Direction> Locate every line in the data below that contains the word "water" and copy each of those lines.

Supplied records>
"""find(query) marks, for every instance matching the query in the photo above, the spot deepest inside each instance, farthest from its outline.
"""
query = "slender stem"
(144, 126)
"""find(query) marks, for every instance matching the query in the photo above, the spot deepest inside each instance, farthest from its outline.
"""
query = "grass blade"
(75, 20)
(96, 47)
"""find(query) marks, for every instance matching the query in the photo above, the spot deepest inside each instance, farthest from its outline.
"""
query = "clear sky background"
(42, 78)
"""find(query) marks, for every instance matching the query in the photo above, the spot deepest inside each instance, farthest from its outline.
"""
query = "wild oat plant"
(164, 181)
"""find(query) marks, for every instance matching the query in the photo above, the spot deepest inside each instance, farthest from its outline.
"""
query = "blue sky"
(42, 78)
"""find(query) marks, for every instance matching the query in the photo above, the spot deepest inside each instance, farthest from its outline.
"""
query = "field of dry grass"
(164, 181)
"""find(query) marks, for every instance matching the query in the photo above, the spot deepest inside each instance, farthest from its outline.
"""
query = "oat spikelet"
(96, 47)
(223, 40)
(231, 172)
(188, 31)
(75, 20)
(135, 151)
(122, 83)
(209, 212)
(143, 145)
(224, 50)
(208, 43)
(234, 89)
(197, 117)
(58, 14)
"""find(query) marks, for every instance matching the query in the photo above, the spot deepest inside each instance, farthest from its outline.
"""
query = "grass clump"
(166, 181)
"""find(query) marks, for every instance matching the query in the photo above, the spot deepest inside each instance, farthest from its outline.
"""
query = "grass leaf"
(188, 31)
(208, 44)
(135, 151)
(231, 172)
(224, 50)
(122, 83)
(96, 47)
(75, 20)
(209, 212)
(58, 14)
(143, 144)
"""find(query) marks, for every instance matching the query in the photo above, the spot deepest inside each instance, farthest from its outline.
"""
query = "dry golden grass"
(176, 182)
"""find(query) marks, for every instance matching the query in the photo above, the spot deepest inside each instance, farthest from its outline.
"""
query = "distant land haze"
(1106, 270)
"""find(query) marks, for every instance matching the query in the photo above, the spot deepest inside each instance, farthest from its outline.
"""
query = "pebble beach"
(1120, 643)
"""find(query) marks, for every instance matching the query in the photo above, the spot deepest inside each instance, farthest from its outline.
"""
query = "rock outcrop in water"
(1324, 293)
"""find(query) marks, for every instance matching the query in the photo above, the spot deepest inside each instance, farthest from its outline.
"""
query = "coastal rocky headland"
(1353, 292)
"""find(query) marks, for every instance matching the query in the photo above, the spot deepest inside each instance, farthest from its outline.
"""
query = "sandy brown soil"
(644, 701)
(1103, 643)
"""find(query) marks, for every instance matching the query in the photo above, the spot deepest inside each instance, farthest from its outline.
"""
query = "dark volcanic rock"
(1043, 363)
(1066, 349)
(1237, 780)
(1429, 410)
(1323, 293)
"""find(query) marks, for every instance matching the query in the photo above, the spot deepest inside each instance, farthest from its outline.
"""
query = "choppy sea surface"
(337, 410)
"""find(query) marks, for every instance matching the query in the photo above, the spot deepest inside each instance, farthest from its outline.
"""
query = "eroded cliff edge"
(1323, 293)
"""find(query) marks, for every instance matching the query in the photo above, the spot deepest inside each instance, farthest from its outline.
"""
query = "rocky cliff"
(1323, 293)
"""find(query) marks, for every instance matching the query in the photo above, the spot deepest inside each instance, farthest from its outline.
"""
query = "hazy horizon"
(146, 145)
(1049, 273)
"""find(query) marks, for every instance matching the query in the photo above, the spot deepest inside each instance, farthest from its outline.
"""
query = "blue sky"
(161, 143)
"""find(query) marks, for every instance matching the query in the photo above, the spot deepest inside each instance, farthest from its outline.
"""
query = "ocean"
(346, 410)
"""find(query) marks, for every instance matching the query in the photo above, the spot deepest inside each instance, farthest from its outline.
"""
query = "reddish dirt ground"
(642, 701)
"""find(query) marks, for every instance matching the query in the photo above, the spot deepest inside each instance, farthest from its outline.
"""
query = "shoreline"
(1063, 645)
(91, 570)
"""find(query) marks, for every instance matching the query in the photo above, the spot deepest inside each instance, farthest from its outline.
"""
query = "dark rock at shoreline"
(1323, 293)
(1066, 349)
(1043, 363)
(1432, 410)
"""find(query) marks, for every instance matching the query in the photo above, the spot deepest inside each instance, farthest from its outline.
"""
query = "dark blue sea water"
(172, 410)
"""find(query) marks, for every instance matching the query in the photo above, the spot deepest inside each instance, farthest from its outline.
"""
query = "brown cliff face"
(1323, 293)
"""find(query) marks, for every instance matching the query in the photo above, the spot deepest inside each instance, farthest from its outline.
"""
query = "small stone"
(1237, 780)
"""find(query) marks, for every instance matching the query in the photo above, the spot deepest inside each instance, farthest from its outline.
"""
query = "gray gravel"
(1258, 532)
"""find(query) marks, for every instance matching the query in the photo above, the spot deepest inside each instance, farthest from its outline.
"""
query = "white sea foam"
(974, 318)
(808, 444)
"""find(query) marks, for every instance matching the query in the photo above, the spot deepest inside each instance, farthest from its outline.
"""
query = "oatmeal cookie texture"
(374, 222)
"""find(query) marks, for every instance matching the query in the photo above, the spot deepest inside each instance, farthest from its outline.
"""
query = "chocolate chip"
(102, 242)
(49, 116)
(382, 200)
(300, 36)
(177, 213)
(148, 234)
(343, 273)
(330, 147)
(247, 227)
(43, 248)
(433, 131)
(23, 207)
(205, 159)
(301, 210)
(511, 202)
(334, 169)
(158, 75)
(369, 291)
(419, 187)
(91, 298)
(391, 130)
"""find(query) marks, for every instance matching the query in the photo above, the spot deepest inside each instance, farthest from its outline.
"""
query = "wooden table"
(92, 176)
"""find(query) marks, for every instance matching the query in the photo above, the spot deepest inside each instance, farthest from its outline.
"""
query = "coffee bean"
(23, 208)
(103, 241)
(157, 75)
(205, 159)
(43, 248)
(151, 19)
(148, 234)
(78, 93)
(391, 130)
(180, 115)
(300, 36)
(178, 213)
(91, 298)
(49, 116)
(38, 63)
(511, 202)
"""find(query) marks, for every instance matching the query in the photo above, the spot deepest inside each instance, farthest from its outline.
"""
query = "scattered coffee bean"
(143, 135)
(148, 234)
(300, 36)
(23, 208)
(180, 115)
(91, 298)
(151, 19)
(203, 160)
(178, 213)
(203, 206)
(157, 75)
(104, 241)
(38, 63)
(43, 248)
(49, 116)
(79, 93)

Problem solution>
query = "rock outcrop in water"
query = "dark blue sea water"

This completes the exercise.